EXERCISE OBJECTIVE: Pick out every line in the listing below that contains the word "wispy", and copy each of those lines.

[Excerpts of pointing data]
_ _ _

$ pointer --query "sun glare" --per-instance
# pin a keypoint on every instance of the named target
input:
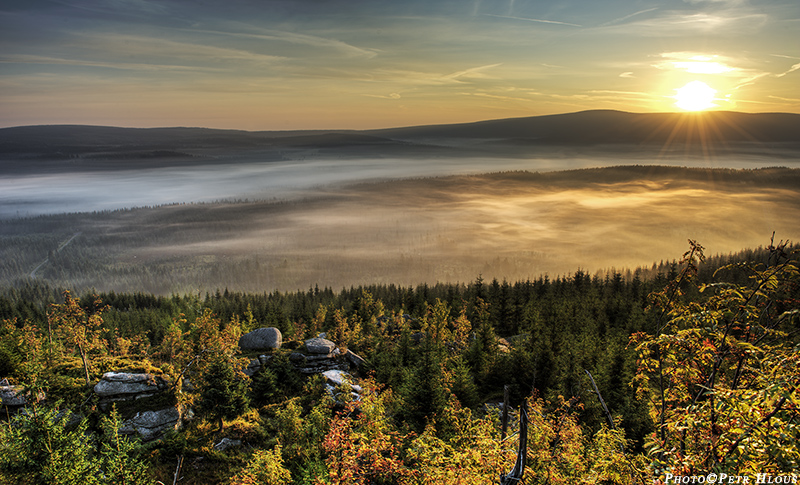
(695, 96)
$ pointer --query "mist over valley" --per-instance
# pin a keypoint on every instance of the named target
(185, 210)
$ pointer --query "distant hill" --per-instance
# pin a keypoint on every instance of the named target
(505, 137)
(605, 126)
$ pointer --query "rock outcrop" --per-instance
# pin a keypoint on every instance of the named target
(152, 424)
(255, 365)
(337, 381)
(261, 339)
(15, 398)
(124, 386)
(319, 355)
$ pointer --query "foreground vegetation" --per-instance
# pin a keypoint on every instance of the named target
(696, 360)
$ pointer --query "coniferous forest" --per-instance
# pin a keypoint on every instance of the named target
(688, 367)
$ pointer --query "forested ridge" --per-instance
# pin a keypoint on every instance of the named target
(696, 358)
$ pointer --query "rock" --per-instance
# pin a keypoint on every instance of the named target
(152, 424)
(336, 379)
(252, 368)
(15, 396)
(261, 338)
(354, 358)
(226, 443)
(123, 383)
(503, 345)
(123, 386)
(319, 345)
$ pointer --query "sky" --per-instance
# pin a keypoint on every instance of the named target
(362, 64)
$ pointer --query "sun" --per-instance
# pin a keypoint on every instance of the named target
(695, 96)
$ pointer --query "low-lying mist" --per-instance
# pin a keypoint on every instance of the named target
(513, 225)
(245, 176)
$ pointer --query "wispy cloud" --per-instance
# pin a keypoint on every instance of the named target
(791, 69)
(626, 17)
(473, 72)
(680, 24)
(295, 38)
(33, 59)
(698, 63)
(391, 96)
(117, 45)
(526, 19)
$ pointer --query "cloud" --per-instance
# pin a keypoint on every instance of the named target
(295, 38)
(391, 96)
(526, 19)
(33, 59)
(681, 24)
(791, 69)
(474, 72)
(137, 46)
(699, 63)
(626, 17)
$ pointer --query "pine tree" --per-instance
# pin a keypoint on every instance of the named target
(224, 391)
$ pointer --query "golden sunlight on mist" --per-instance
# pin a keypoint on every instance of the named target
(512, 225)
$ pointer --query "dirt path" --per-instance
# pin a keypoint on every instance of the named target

_ _ _

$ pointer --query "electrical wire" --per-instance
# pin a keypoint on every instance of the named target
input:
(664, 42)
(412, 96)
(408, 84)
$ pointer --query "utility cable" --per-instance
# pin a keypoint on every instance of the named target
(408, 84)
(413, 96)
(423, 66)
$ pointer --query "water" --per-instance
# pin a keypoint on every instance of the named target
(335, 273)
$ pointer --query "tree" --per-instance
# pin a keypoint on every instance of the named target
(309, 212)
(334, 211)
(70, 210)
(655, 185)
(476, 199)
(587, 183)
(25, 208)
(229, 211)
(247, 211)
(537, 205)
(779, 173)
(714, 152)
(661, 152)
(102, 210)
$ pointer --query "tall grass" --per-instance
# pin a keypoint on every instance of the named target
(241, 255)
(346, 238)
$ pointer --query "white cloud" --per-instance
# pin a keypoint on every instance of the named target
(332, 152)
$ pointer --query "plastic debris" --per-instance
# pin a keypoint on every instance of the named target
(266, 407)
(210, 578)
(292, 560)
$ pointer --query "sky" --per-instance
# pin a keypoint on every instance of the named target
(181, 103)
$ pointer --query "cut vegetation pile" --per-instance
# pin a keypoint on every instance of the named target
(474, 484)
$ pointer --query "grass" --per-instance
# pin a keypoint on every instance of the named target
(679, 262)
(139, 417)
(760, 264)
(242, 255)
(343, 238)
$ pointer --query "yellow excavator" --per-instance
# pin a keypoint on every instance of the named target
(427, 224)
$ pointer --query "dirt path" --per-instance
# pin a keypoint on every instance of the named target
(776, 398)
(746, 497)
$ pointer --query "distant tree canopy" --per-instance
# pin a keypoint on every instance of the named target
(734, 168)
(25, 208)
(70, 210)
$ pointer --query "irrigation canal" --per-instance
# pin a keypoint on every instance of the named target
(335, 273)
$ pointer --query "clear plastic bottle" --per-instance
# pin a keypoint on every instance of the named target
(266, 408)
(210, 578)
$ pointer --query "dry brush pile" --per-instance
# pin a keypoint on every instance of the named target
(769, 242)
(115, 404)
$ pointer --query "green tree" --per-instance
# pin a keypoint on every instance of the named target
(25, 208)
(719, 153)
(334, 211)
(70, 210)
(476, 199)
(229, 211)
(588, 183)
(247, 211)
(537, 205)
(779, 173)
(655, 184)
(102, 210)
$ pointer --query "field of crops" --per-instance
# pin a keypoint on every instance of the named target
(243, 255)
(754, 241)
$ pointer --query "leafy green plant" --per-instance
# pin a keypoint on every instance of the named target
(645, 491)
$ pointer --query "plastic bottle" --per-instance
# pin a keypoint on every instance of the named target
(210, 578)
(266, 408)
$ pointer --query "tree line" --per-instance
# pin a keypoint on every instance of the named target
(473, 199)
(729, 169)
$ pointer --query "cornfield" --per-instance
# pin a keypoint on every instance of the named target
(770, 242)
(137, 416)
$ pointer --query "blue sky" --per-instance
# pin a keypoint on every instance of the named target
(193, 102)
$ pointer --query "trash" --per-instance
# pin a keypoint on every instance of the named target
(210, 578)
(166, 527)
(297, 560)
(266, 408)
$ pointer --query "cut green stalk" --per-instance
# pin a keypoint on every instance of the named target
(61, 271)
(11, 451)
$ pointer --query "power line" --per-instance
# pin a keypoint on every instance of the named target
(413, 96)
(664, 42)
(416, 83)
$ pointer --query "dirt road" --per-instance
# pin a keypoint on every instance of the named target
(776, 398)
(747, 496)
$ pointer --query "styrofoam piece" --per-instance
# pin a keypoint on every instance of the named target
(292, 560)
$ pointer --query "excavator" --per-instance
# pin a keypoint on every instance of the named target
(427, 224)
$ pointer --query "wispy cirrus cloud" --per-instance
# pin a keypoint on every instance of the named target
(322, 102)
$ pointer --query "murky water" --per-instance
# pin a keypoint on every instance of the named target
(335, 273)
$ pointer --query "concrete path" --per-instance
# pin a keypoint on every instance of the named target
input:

_ _ _

OUTPUT OF THE EXERCISE:
$ pointer --query "wispy cloud" --per-instance
$ pointer --query "wispy cirrus cloud" --per-instance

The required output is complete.